Write out every row below word for word, leaving out the pictures.

■ ■ ■ ■ ■

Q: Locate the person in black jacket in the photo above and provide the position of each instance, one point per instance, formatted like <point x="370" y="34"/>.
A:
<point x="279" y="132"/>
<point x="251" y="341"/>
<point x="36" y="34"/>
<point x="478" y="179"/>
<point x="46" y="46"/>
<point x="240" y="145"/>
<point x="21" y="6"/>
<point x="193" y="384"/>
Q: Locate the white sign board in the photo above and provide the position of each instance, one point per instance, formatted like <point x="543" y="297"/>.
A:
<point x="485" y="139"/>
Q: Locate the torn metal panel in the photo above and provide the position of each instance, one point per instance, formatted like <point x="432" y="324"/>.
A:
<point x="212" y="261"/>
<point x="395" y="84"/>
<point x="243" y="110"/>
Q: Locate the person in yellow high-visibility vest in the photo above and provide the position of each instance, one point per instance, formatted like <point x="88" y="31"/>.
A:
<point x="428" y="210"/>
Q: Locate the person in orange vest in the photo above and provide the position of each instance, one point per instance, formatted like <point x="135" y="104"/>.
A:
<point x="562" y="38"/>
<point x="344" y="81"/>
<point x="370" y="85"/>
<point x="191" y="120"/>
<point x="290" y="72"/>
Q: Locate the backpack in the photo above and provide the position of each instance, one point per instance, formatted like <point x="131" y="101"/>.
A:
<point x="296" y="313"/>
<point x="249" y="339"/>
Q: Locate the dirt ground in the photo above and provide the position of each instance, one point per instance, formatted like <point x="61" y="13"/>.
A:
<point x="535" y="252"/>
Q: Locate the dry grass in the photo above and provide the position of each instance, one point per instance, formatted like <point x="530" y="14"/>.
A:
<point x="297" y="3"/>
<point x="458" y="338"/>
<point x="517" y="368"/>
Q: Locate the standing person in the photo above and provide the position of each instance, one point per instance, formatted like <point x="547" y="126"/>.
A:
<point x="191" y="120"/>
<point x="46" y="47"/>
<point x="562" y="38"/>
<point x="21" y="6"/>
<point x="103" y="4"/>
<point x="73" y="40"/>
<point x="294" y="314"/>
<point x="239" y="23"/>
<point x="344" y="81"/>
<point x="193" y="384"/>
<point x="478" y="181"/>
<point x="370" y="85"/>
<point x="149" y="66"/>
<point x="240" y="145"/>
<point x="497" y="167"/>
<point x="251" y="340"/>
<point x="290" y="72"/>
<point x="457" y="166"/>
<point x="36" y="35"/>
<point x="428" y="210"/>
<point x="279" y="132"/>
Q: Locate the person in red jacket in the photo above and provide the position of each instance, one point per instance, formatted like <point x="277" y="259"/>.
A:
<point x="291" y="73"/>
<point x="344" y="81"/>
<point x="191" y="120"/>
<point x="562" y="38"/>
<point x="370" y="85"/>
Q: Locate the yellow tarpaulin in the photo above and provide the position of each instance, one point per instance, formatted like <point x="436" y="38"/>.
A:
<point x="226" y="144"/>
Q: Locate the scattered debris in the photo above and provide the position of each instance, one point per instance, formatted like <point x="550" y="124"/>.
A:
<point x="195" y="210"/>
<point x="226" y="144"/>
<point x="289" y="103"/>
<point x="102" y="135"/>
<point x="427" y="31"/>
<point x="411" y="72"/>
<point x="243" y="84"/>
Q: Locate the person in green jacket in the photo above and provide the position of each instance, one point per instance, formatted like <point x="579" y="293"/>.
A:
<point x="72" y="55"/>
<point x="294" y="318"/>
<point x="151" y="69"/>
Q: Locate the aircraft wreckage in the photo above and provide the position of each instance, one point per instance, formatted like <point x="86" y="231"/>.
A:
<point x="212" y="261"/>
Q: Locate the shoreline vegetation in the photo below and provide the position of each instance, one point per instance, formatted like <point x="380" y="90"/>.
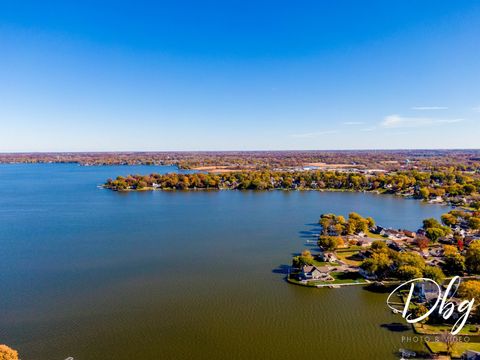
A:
<point x="447" y="186"/>
<point x="387" y="160"/>
<point x="354" y="250"/>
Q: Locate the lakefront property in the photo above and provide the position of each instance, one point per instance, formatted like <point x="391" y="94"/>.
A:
<point x="356" y="251"/>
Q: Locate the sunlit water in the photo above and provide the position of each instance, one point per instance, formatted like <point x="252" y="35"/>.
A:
<point x="95" y="274"/>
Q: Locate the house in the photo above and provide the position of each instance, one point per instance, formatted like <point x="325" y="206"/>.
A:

■ ■ ■ ■ ■

■ **WRITTEN ANSWER**
Q: Locate the person in black jacket in the photo above and provide the position of each instance, one point per instance, formatted like <point x="370" y="34"/>.
A:
<point x="279" y="132"/>
<point x="251" y="341"/>
<point x="36" y="34"/>
<point x="478" y="179"/>
<point x="46" y="46"/>
<point x="240" y="145"/>
<point x="21" y="6"/>
<point x="193" y="384"/>
Q: Locate the white sign board in the photo above and provide the position of each instance, one point per instance, formatted like <point x="543" y="297"/>.
A:
<point x="485" y="139"/>
Q: Locate the torn metal panel in the photo above and provide the position of each instance, one point per instance, formatted like <point x="432" y="324"/>.
A:
<point x="212" y="261"/>
<point x="395" y="84"/>
<point x="243" y="110"/>
Q: Locate the person in yellow high-visibility vest in the photo above and provide the position of each instance, one point per instance, formatted like <point x="88" y="31"/>.
A:
<point x="428" y="210"/>
Q: Locate the person in orange vest in the photo above and provide the position of each instance, one point per instance, formatted like <point x="135" y="104"/>.
A:
<point x="562" y="38"/>
<point x="344" y="81"/>
<point x="370" y="85"/>
<point x="191" y="120"/>
<point x="290" y="72"/>
Q: Locate the backpack in the photo above and provide the position of each instance, one point per instance, formatted like <point x="131" y="101"/>.
A:
<point x="296" y="313"/>
<point x="249" y="339"/>
Q: Locate the dirt ground in the photo above and provide the position of each instance, one point per instance, formatted like <point x="61" y="13"/>.
A:
<point x="535" y="252"/>
Q: Locate the dry grass in the photo above and provide the position of each instance, one point per instance, formatted like <point x="530" y="14"/>.
A:
<point x="297" y="3"/>
<point x="458" y="338"/>
<point x="517" y="368"/>
Q: Locate the standing person in the photo above and provide the position of each instance, one point per instance, formatted like <point x="547" y="126"/>.
A:
<point x="191" y="120"/>
<point x="46" y="47"/>
<point x="562" y="38"/>
<point x="21" y="6"/>
<point x="103" y="4"/>
<point x="73" y="40"/>
<point x="294" y="314"/>
<point x="239" y="23"/>
<point x="344" y="81"/>
<point x="193" y="384"/>
<point x="478" y="181"/>
<point x="370" y="85"/>
<point x="149" y="66"/>
<point x="240" y="145"/>
<point x="497" y="167"/>
<point x="251" y="340"/>
<point x="290" y="72"/>
<point x="457" y="166"/>
<point x="36" y="35"/>
<point x="428" y="210"/>
<point x="279" y="132"/>
Q: Locate the person in red jacket in the photo above and provide the position of each instance, one point per instance, formatted like <point x="277" y="259"/>.
A:
<point x="291" y="73"/>
<point x="344" y="81"/>
<point x="191" y="120"/>
<point x="562" y="38"/>
<point x="370" y="85"/>
Q: Locate the yellow tarpaulin in the photo above and provide the position of each instance, one point per instance, formatted like <point x="436" y="38"/>.
A:
<point x="226" y="144"/>
Q: Locate the scattered debris in the photo above and provide the position of each instance, one point per instance, formatted like <point x="550" y="124"/>.
A:
<point x="195" y="210"/>
<point x="226" y="144"/>
<point x="289" y="103"/>
<point x="102" y="135"/>
<point x="427" y="31"/>
<point x="411" y="72"/>
<point x="243" y="84"/>
Q: Locate the person in green jacket in the photo above and provide the position of each instance, one point per instance, formatted like <point x="579" y="293"/>.
A:
<point x="72" y="55"/>
<point x="294" y="318"/>
<point x="151" y="69"/>
Q: Locate the aircraft wreckage in the photo above and provide the position of each instance, one point per instance, formatted like <point x="86" y="231"/>.
A:
<point x="212" y="261"/>
Q: Locate the shoreline vegetation in the photo below and provide the position of each instance, one point per instance, formatted like <point x="380" y="90"/>.
A:
<point x="447" y="186"/>
<point x="387" y="160"/>
<point x="354" y="250"/>
Q: Locate the lakefront property in the photo above and provide the position of each instance, one point per instance, formatted like <point x="391" y="94"/>.
A:
<point x="356" y="251"/>
Q: Locate the sunlit water in the photo above and provide the position of each instance, one point per instance, formatted like <point x="252" y="35"/>.
A:
<point x="95" y="274"/>
Q: Locate the house in the photo above and provide the position of each instance, one point per instance, formatted like <point x="325" y="206"/>.
A:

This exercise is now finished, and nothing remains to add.